Entries follow. Return each line that contains the word "white".
=== Section Start ===
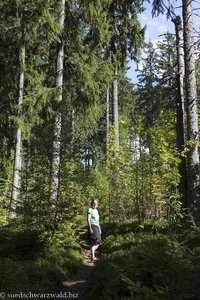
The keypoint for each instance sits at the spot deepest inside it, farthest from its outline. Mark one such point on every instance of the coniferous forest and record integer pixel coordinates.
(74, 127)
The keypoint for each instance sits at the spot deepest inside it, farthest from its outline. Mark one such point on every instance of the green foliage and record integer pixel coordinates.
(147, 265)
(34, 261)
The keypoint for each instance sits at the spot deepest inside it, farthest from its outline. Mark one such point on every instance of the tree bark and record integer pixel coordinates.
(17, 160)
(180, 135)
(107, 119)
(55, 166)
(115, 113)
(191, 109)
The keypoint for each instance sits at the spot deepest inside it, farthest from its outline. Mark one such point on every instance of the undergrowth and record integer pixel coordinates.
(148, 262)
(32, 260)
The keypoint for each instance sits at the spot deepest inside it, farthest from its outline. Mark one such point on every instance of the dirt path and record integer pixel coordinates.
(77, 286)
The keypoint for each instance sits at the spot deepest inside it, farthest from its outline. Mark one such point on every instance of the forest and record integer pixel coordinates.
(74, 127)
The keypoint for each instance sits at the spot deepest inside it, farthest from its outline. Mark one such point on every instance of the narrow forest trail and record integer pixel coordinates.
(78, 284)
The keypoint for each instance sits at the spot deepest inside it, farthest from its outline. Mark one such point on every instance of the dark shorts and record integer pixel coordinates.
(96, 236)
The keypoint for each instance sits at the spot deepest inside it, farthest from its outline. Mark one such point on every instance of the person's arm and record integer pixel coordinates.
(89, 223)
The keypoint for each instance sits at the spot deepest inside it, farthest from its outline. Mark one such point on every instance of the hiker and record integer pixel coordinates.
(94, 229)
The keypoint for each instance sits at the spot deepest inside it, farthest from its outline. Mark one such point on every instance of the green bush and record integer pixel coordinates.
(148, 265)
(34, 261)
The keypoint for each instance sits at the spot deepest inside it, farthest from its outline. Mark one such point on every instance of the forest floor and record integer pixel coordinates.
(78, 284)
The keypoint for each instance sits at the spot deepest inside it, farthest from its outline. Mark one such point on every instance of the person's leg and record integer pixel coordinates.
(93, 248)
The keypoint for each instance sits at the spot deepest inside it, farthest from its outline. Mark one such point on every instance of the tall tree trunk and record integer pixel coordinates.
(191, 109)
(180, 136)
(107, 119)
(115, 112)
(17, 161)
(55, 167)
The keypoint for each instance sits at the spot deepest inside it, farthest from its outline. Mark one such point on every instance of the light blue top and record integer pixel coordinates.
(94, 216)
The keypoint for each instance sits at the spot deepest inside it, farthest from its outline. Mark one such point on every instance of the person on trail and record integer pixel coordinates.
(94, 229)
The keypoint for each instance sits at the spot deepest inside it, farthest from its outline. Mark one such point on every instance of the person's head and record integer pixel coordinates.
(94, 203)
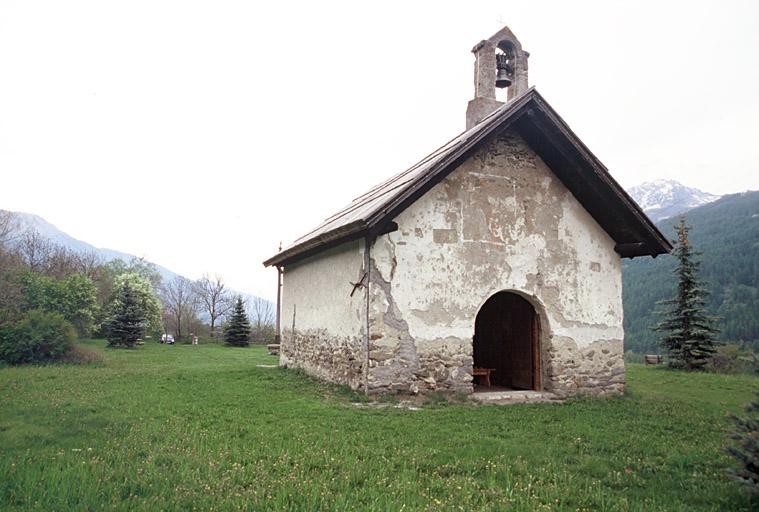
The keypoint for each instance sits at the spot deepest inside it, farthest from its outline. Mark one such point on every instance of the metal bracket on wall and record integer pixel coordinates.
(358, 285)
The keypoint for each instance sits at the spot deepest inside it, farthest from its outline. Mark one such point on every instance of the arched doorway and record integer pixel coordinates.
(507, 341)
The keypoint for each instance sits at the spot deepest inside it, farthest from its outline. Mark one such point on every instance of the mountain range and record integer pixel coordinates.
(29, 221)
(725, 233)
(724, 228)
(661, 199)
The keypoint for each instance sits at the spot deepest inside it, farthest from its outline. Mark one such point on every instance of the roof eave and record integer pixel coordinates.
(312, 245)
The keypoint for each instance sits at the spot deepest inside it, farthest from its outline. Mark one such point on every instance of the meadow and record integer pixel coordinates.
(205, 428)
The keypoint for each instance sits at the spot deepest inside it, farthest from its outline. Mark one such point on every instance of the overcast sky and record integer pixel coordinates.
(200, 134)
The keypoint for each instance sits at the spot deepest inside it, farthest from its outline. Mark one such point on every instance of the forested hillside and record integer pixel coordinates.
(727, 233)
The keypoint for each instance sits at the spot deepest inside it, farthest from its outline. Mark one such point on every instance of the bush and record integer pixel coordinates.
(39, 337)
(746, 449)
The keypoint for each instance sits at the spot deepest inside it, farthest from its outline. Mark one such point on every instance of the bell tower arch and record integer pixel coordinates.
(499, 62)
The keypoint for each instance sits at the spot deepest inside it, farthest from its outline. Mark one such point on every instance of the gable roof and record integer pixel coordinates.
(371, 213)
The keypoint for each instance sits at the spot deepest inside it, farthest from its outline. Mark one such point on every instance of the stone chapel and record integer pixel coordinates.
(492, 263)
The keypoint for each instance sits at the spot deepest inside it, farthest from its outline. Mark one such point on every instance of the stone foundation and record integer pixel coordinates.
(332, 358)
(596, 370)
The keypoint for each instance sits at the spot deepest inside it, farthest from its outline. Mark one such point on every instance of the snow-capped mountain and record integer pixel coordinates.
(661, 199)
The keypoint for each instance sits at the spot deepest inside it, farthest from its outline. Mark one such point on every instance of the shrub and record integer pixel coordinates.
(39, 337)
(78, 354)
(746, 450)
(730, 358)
=== Section End ===
=== Section Start ===
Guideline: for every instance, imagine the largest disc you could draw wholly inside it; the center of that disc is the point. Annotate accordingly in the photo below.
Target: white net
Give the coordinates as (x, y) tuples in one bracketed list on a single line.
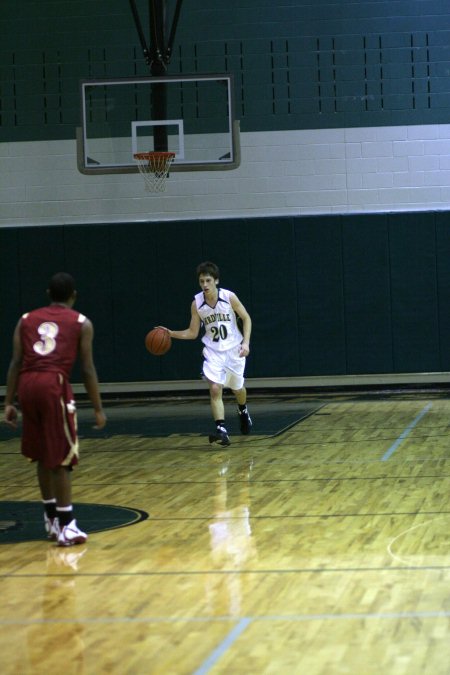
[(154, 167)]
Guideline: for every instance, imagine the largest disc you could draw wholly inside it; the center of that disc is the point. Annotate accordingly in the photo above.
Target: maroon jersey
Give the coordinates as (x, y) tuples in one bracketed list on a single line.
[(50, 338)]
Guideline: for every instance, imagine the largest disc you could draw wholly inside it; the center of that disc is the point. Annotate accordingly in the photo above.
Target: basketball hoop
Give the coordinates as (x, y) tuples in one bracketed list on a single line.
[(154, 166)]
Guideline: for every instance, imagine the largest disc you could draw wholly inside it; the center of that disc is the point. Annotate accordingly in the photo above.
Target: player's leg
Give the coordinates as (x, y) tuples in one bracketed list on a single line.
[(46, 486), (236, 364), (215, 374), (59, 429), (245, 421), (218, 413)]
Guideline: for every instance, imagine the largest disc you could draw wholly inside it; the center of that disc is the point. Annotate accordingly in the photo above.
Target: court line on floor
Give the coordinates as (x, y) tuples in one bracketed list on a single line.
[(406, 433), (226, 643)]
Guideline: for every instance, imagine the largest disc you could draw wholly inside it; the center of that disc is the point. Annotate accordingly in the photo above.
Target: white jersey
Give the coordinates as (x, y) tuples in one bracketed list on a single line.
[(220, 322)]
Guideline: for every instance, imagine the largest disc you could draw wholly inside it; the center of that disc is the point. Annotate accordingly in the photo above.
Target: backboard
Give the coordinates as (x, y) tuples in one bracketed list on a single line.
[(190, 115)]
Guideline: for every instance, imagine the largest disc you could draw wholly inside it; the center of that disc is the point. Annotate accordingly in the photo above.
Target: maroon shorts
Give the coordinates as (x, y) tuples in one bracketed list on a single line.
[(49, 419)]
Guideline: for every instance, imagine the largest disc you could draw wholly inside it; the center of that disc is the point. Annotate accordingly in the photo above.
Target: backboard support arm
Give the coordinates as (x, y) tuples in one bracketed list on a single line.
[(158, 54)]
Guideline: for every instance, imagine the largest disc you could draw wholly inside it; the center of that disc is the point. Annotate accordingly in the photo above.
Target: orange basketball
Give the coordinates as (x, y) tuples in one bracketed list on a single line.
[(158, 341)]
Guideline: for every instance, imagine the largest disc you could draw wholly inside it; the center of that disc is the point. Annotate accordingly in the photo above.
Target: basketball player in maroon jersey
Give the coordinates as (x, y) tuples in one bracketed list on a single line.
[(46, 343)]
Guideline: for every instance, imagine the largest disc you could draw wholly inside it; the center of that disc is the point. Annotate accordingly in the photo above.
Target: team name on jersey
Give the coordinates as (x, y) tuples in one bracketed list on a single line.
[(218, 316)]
=== Section End ===
TASK ANSWER:
Target: white net
Target: white jersey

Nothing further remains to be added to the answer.